EXERCISE AIM:
The response should be an exact copy of the records, with the pictures removed.

EXTRACTED DATA:
☆ ☆ ☆ ☆
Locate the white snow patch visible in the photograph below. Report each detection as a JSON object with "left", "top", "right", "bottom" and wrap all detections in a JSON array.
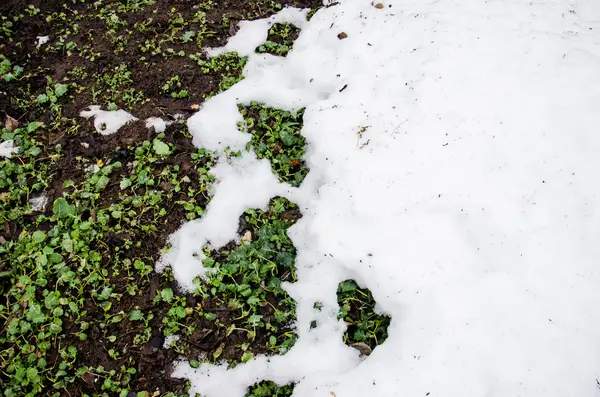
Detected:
[
  {"left": 36, "top": 36, "right": 49, "bottom": 48},
  {"left": 0, "top": 140, "right": 18, "bottom": 158},
  {"left": 163, "top": 2, "right": 600, "bottom": 397},
  {"left": 29, "top": 195, "right": 48, "bottom": 211},
  {"left": 163, "top": 335, "right": 180, "bottom": 349},
  {"left": 145, "top": 117, "right": 171, "bottom": 133},
  {"left": 206, "top": 7, "right": 309, "bottom": 57},
  {"left": 80, "top": 106, "right": 137, "bottom": 135},
  {"left": 84, "top": 164, "right": 100, "bottom": 174}
]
☆ ☆ ☆ ☆
PROBLEM SOLUTION:
Locate the white snow patch visible in the photograph below. Report each detection as a JSON object with "left", "top", "right", "bottom" and wrap all detections in a JSON array.
Detected:
[
  {"left": 36, "top": 36, "right": 49, "bottom": 48},
  {"left": 0, "top": 140, "right": 18, "bottom": 158},
  {"left": 163, "top": 2, "right": 600, "bottom": 397},
  {"left": 29, "top": 195, "right": 48, "bottom": 211},
  {"left": 163, "top": 335, "right": 180, "bottom": 349},
  {"left": 145, "top": 117, "right": 171, "bottom": 133},
  {"left": 206, "top": 7, "right": 309, "bottom": 57},
  {"left": 80, "top": 106, "right": 137, "bottom": 135},
  {"left": 84, "top": 164, "right": 100, "bottom": 174}
]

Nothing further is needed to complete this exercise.